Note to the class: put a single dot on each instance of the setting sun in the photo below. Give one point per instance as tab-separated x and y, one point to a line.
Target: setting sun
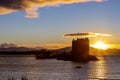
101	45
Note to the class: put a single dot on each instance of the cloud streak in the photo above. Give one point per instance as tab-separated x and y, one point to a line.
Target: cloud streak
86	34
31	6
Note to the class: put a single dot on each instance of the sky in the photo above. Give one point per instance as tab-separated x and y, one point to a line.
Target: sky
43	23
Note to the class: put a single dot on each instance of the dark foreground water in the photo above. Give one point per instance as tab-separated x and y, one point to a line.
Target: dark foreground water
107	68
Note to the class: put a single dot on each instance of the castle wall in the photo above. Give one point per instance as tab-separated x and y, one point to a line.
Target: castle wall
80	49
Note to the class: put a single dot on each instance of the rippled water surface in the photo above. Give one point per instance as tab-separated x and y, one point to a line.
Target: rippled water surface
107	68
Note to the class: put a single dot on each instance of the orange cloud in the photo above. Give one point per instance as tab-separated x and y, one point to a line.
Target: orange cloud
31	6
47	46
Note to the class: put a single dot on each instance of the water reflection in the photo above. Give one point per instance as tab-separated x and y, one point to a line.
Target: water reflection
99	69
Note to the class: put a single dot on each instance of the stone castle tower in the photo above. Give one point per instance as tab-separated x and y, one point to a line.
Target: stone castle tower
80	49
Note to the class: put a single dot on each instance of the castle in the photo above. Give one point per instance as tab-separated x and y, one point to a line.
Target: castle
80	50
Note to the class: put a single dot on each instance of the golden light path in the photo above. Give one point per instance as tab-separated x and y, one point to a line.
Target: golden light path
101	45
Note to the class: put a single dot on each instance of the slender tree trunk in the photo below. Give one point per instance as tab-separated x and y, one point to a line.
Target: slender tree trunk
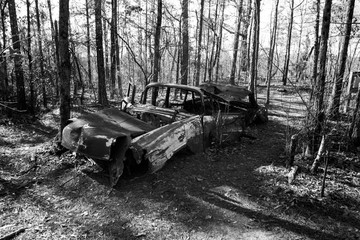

■ ■ ■ ■ ■

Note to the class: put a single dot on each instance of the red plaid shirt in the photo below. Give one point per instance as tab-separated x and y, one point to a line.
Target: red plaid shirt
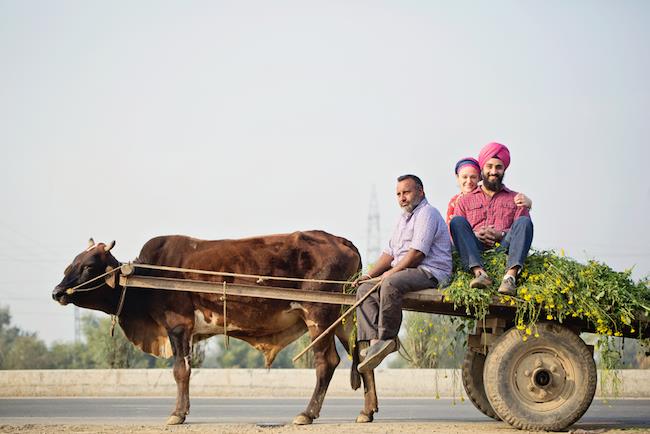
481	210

■ ■ ■ ■ ■

• [EXERCISE PROMPT] Output the lines of the entries above as a Markdown table with the columns "Row" and "Text", starting at the line containing "of the slender" and ending at the line containing "Target: slender tree trunk". Number each row and leave out blank lines.

• [PROBLEM SOLUTION]
| Row | Text |
|---|---|
| 1 | Note to the class: put a single dot on each instance of the slender tree trunk in the photo below. Give one point per instance as tab-separated x and y, one point to a line. |
| 2 | Target: slender tree trunk |